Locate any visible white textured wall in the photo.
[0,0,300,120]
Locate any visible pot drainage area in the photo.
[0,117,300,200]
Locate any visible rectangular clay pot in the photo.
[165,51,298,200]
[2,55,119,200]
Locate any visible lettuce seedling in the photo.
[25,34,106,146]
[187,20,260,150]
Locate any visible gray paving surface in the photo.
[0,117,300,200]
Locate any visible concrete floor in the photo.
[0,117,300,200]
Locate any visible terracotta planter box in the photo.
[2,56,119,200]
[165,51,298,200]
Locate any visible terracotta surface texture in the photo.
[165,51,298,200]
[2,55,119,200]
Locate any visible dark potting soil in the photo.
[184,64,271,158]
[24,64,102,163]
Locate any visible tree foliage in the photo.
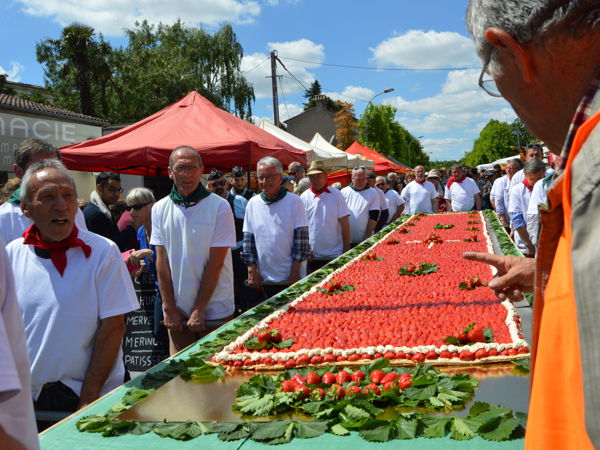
[333,102,358,150]
[358,105,429,167]
[462,119,523,167]
[36,21,254,123]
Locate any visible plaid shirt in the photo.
[242,227,310,265]
[560,72,600,169]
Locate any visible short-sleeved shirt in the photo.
[444,177,481,211]
[6,230,139,399]
[401,181,437,214]
[0,239,39,449]
[384,189,405,223]
[150,194,236,320]
[244,193,308,283]
[300,187,350,259]
[341,186,380,243]
[0,202,87,245]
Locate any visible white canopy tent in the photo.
[310,133,375,169]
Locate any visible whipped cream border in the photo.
[212,211,528,364]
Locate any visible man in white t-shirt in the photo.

◇ ◇ ◇ ◇

■ **What you are asked to do**:
Write out every line of the entries again, requests included, shifting each bounding box coordinate in the answers up by 76. Leave the pictures out.

■ **Solution**:
Locate any visible white textured wall in the photo.
[76,76,376,196]
Locate any visible pot drainage area in the photo.
[76,193,376,276]
Locate any visible rectangular clay pot in the photo.
[241,127,374,276]
[78,131,195,276]
Locate any visible lettuce seedling in the photo.
[101,110,182,222]
[263,96,336,226]
Locate any visible gray paving surface in the photo.
[76,193,376,276]
Locate any visible concrete floor in the photo.
[76,193,376,276]
Locate any visible terracotta planter box in the photo.
[78,132,195,276]
[241,127,374,276]
Locate any visible terracotta surface texture in the photo.
[241,127,374,276]
[78,131,195,276]
Locate any visible dark potting soil in the photo.
[260,140,347,234]
[100,140,178,239]
Locate any visible tree foliage in the photo.
[409,178,434,226]
[434,181,505,243]
[538,195,599,243]
[112,97,330,199]
Locate any visible plaid shirt in the photo.
[318,303,386,341]
[636,148,676,245]
Locate any visible short-sleeved shirt in the photo.
[520,253,557,287]
[82,306,215,475]
[477,257,513,290]
[76,315,115,525]
[460,265,481,299]
[226,270,312,396]
[320,269,384,359]
[376,263,426,335]
[417,262,456,319]
[76,278,163,321]
Locate any visible white canopy tent in the photo.
[386,209,451,245]
Locate any visible whipped cream border in the photo.
[288,287,604,440]
Locate any visible man in white t-shirt in the photo.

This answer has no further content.